Image point grounding data
______________________________

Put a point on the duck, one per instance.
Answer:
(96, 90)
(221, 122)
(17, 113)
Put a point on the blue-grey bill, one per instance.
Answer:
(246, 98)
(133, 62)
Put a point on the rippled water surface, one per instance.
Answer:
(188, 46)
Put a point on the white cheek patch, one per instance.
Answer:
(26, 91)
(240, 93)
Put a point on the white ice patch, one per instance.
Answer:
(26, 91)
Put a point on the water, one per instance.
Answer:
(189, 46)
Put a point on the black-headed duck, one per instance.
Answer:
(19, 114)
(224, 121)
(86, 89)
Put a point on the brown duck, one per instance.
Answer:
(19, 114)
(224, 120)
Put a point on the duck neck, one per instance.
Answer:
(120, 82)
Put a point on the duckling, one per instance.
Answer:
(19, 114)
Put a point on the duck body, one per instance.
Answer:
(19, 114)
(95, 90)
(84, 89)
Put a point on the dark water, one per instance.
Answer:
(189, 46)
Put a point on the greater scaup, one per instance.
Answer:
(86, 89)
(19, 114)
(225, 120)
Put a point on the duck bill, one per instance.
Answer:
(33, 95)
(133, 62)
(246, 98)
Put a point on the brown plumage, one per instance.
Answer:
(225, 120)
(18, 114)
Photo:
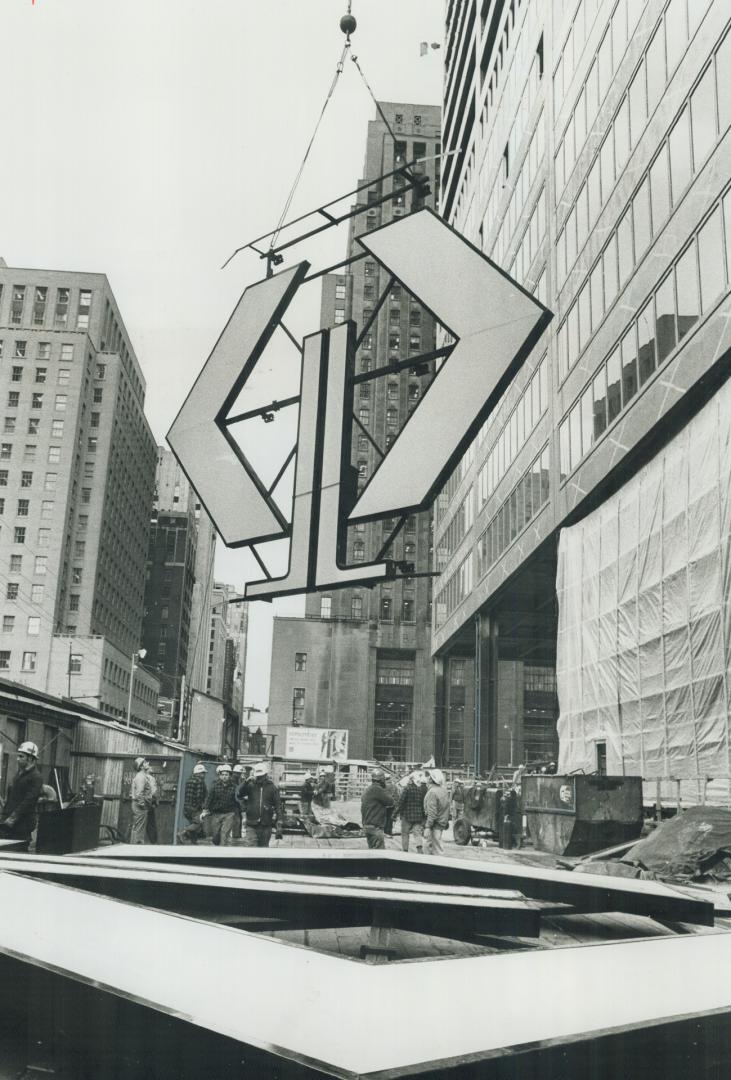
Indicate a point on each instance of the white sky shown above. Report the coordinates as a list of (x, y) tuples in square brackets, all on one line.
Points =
[(149, 138)]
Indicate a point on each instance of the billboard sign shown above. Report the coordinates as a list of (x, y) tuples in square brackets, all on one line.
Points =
[(316, 744)]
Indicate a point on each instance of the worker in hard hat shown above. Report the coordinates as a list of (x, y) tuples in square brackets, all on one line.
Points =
[(18, 813), (239, 774), (144, 794), (410, 809), (307, 794), (436, 808), (261, 804), (220, 806), (193, 804), (376, 807)]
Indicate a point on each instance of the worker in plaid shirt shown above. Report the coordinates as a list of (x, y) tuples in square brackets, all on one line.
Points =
[(410, 809), (221, 806)]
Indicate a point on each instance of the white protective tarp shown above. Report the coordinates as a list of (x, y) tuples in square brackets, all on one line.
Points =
[(644, 659)]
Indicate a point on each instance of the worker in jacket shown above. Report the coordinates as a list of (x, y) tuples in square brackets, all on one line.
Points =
[(220, 806), (307, 793), (197, 792), (144, 795), (259, 798), (376, 807), (18, 813), (436, 808), (410, 809)]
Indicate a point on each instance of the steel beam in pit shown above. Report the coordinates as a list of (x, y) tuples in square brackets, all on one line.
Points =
[(585, 892), (265, 899), (334, 1024)]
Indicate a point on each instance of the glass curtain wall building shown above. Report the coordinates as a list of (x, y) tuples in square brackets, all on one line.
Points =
[(590, 158)]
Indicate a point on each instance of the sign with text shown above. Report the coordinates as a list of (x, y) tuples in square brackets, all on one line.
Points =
[(493, 324), (316, 744)]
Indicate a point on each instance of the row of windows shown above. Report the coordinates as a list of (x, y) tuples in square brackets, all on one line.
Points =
[(458, 528), (32, 624), (515, 433), (506, 113), (522, 505), (457, 589), (648, 84), (532, 239), (28, 662), (611, 50), (42, 352), (518, 199), (690, 288), (689, 144), (662, 186), (41, 376), (38, 295)]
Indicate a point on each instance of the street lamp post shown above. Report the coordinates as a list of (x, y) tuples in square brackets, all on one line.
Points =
[(135, 656)]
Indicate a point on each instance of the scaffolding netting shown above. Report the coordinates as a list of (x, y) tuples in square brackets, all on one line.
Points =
[(644, 658)]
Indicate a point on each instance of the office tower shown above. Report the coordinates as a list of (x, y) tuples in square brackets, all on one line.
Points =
[(361, 657), (589, 157), (77, 475)]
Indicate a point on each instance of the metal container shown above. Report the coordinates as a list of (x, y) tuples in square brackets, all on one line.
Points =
[(573, 815)]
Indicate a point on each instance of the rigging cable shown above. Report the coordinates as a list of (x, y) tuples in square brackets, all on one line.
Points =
[(338, 72)]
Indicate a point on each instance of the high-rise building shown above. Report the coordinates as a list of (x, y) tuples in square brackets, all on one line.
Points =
[(361, 657), (77, 475), (589, 157)]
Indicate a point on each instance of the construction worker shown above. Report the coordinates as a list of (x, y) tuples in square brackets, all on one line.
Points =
[(260, 801), (410, 809), (306, 795), (144, 796), (239, 774), (375, 807), (436, 808), (220, 806), (18, 813), (197, 791)]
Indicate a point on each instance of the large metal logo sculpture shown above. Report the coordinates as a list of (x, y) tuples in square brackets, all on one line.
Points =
[(495, 324)]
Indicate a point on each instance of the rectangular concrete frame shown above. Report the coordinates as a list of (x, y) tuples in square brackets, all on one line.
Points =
[(584, 892), (567, 997), (262, 899)]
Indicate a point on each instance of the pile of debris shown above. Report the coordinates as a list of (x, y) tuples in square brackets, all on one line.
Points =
[(694, 846)]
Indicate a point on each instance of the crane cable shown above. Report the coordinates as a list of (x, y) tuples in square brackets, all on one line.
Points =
[(338, 72)]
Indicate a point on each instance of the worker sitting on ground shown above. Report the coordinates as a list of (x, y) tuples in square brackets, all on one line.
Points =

______________________________

Please state how many lines of the records hold the word "worker", and write nothing but that number.

■ Written solution ■
5